• _DIRECTION_:
Rewrite the listing below, replacing "innermost point" with "central point" wherever it occurs and leaving everything else unchanged.

** begin **

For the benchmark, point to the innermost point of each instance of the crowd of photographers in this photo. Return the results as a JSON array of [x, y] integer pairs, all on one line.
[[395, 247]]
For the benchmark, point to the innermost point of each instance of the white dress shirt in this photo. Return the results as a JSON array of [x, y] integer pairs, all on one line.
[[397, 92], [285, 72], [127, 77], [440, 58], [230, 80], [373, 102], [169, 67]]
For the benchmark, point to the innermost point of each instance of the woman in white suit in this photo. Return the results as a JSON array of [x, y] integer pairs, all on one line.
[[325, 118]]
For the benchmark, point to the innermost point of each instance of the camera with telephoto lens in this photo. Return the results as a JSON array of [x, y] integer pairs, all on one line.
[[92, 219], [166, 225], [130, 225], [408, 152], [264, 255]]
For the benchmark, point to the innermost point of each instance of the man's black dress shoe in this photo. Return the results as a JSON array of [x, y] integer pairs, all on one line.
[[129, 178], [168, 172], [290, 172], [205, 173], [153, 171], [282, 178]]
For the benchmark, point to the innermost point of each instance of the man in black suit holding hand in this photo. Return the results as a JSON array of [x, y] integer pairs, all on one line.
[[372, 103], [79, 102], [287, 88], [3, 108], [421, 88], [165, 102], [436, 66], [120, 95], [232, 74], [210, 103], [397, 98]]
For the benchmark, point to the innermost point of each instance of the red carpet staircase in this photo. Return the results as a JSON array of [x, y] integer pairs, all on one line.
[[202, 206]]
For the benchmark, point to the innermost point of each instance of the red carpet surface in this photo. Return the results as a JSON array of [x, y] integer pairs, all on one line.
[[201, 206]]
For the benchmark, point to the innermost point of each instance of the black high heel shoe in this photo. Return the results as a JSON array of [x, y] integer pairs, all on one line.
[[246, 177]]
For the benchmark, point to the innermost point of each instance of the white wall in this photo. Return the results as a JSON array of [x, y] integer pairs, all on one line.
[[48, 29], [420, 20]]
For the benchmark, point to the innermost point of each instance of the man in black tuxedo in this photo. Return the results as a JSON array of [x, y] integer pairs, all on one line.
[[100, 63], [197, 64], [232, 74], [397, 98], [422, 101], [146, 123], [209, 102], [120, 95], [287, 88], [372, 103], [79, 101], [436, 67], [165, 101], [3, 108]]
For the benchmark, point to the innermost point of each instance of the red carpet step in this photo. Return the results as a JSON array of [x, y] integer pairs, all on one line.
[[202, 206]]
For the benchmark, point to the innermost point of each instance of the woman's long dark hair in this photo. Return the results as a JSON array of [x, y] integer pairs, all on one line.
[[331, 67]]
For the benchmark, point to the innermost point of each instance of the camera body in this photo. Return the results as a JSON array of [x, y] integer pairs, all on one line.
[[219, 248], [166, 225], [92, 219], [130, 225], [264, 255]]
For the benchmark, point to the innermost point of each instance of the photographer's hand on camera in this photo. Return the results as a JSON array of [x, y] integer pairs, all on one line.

** end **

• _SOLUTION TO THE EXERCISE_:
For the benchmark, point to the central point of each instance of the crowd of photographers in this photo. Return the results as a JSON array of [x, y] integer pairs, all on one line.
[[395, 247]]
For the benchmark, point to the central point of each instance of the white dress shirt in this photo. Return the results as a JSON array of [x, y] integer pairs, all on one line.
[[397, 92], [285, 72], [127, 77], [440, 58], [230, 80], [373, 102], [169, 67]]
For the benchmark, point to the central point of each instance of the woman in white suit in this photo. Return the results as a JSON array of [x, y] integer pairs, all on one line.
[[325, 118]]
For the benchmark, point to the central point of each instance of the camera with telephoto lens in this photo. Return the results as a JSON array of [x, y] integer pairs, all on one line.
[[92, 219], [166, 225], [130, 225], [408, 152], [264, 255]]
For the benchmark, point to the central point of each instance of the man's black dress shoe in this photo. Return the results as a JSON array of [x, y] integer pairs, all on one line.
[[129, 178], [168, 172], [290, 172], [205, 173], [153, 171], [282, 178]]
For the benchmark, point to the central point of each instance of the man in black suit holding hand in this photo. Return the results as a JSON array of [x, y] integer pairs, all on one line.
[[372, 103], [79, 102], [287, 88], [3, 108], [421, 88], [165, 102], [436, 66], [120, 95], [232, 74], [210, 103], [397, 98]]
For the benchmark, point to the central point of each instance of the red carpet staircase in this photo. Return the results as a JSON array of [x, y] integer pairs, all on one line.
[[202, 206]]
For the benchmark, point to the central point of each instance of the red carpet surface in this photo. Return the results as a JSON array of [x, y] integer pairs, all on one line.
[[201, 206]]
For the benchmark, point to the central point of each instance of the black high heel shoe in this photo. Return the results as a JSON array of [x, y] integer pairs, all on one line.
[[246, 177]]
For the benchmark, point to the central point of each instance of the white wall in this photo. Return the results as a JSON array of [x, y] integer pairs, all on one line.
[[48, 29], [420, 20]]
For the benchmark, point to the central point of each instance of the man in black tuxedo in this photo. Return the results as a JSON array of [x, y] integer pairs, all on one line.
[[100, 63], [197, 64], [232, 74], [397, 98], [422, 101], [146, 123], [209, 102], [120, 95], [287, 88], [372, 103], [79, 101], [436, 67], [165, 101], [3, 108]]
For the benchmark, point to the central point of each instance of the red carpet step in this photo. Return the results as a JSON array of [x, y] integer pairs, all on one line.
[[202, 206]]
For the benchmark, point to the central point of each instance of the woman's long dark hair in this photo. Return the results as a JSON array of [x, y] integer pairs, all on one line.
[[331, 67]]
For the benchmark, point to the central point of each instance of the camera body in this photo. Return the results as a JSON array of [x, y] integer pairs, all on one line.
[[219, 248], [166, 225], [92, 219], [130, 225], [264, 255]]
For the benchmark, point to the central point of each instance of the photographer's hand on camera in this photo. Return the results as a JSON array of [x, y] integer pairs, all on one line.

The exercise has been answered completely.